[Dataset items]
□ □ □ □ □ □ □
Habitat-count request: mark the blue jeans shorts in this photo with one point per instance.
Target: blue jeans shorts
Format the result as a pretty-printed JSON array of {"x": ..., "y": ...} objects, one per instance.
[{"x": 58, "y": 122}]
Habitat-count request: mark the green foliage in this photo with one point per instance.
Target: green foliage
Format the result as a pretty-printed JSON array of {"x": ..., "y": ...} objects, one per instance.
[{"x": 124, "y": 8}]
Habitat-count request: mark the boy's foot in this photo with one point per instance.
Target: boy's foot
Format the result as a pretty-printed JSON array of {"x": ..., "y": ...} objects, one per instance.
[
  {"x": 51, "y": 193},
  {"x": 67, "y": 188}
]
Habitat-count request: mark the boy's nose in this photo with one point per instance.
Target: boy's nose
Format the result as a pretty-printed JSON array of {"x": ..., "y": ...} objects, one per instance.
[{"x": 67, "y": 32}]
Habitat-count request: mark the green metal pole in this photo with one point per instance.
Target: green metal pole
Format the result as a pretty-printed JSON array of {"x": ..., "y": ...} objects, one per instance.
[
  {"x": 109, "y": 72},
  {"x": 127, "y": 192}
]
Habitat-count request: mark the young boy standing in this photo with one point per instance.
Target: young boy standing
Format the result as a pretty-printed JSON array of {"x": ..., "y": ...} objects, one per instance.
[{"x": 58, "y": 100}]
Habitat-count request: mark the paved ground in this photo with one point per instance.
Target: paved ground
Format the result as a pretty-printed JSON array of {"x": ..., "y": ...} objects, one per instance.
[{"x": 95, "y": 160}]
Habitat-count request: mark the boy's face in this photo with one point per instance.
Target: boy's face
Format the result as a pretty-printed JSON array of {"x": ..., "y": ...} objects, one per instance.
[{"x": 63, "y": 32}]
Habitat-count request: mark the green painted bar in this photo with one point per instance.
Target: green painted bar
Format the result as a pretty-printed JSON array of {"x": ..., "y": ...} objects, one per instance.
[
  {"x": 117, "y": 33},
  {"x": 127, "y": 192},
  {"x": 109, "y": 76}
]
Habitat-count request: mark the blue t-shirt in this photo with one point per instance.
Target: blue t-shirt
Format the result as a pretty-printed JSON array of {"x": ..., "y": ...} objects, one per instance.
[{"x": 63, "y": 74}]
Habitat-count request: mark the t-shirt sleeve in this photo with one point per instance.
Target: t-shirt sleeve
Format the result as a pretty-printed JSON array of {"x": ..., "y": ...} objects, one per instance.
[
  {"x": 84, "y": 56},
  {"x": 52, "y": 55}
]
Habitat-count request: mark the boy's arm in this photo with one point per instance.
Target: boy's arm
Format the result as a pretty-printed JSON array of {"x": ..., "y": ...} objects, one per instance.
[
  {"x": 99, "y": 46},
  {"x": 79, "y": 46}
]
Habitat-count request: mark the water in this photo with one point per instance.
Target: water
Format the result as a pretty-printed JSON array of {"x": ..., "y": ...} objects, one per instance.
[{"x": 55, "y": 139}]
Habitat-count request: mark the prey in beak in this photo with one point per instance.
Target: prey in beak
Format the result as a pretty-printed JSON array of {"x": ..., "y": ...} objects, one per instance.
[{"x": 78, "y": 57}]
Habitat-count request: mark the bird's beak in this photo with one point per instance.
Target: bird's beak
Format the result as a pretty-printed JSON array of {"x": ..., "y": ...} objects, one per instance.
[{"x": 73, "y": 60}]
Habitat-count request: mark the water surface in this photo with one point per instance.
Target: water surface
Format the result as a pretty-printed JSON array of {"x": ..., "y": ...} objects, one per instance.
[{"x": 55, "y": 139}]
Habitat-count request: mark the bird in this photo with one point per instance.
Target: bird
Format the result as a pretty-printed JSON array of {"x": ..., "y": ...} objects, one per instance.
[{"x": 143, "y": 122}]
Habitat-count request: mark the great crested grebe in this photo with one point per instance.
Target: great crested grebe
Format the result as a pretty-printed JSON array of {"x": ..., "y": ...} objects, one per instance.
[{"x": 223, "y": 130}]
□ □ □ □ □ □ □
**What to do**
Make an exact copy of all the entries above.

**Worked solution**
Habitat-count request: mark the blue jeans shorts in this photo with one point per instance.
Target: blue jeans shorts
Format the result as a pretty-printed JSON array of {"x": ..., "y": ...} objects, one per instance.
[{"x": 58, "y": 122}]
Habitat-count request: mark the green foliage in this photo with one point per instance.
Target: green foliage
Format the result as a pretty-printed JSON array of {"x": ..., "y": ...} objects, one per instance.
[{"x": 124, "y": 8}]
Habitat-count request: mark the boy's foot in this photo with one point per instance.
Target: boy's foot
Format the result as a pretty-printed JSON array of {"x": ..., "y": ...} objects, one per instance.
[
  {"x": 51, "y": 193},
  {"x": 67, "y": 188}
]
Habitat-count request: mark the boy's nose in this photo with one point per instance.
Target: boy's nose
Format the result as a pretty-printed JSON array of {"x": ..., "y": ...} objects, one per instance.
[{"x": 67, "y": 32}]
Habitat-count request: mark the green metal pole in this photo with one point per instance.
Target: green metal pole
Format the result as a pretty-printed JSON array of {"x": ..., "y": ...} objects, one per instance.
[
  {"x": 109, "y": 72},
  {"x": 127, "y": 192}
]
Habitat-count request: mark the young boy standing in this photo with one point per instance.
Target: young boy standing
Format the result as a pretty-printed JSON array of {"x": ..., "y": ...} objects, one per instance.
[{"x": 58, "y": 100}]
Habitat-count request: mark the paved ground in this photo with one point per instance.
Target: paved ground
Format the result as a pretty-printed JSON array of {"x": ..., "y": ...} objects, one per instance.
[{"x": 95, "y": 160}]
Habitat-count request: mark the boy's face in this photo with one point per instance.
Target: boy's face
Format the result as a pretty-printed JSON array of {"x": ..., "y": ...} objects, one per instance.
[{"x": 63, "y": 32}]
Habitat-count request: mark the green painted bar in this photo with one point per instance.
Target: green painted bar
Format the result as a pretty-printed JSON array of {"x": ..., "y": ...} objects, one per instance.
[
  {"x": 117, "y": 33},
  {"x": 127, "y": 192},
  {"x": 109, "y": 76}
]
Habitat-count request: mark the blue t-shirt in this photo with one point per instance.
Target: blue t-shirt
Format the result as a pretty-printed JSON array of {"x": ..., "y": ...} objects, one per instance.
[{"x": 63, "y": 74}]
Habitat-count request: mark the t-shirt sleeve in this photo with one point per instance.
Target: t-shirt sleeve
Format the result as a pretty-printed JSON array of {"x": ..., "y": ...} objects, one per instance.
[
  {"x": 84, "y": 56},
  {"x": 52, "y": 55}
]
Habitat-count request: mark the boy's arm in this photo with one point per instance.
Target: boy's arm
Format the result as a pretty-printed JSON array of {"x": ..., "y": ...} objects, one per instance.
[
  {"x": 99, "y": 46},
  {"x": 79, "y": 46}
]
Habitat-count request: mark the water in this photo with one point per instance.
Target: water
Format the result as a pretty-printed JSON array of {"x": ..., "y": ...} objects, one per instance.
[{"x": 55, "y": 139}]
Habitat-count request: mark the prey in beak in this photo with one point per instance.
Target: prey in beak
Format the result as a pretty-printed JSON array of {"x": ..., "y": ...} objects, one per instance.
[{"x": 78, "y": 57}]
Habitat-count request: mark the bird's beak in this photo with one point per instance.
Target: bird's beak
Format the result as a pretty-printed JSON array of {"x": ..., "y": ...} objects, one per instance.
[{"x": 73, "y": 60}]
Habitat-count request: mark the water surface in this photo with one point per instance.
Target: water surface
Format the result as a pretty-printed JSON array of {"x": ..., "y": ...} objects, one per instance.
[{"x": 55, "y": 139}]
Habitat-count request: mark the bird in this photo with one point per instance.
Target: bird
Format the result as a pretty-printed JSON array of {"x": ..., "y": ...} objects, one per instance.
[{"x": 143, "y": 122}]
Habitat-count request: mark the great crested grebe in this photo with one point per instance.
Target: great crested grebe
Format the result as a pretty-printed JSON array of {"x": ..., "y": ...} objects, one per instance.
[{"x": 223, "y": 130}]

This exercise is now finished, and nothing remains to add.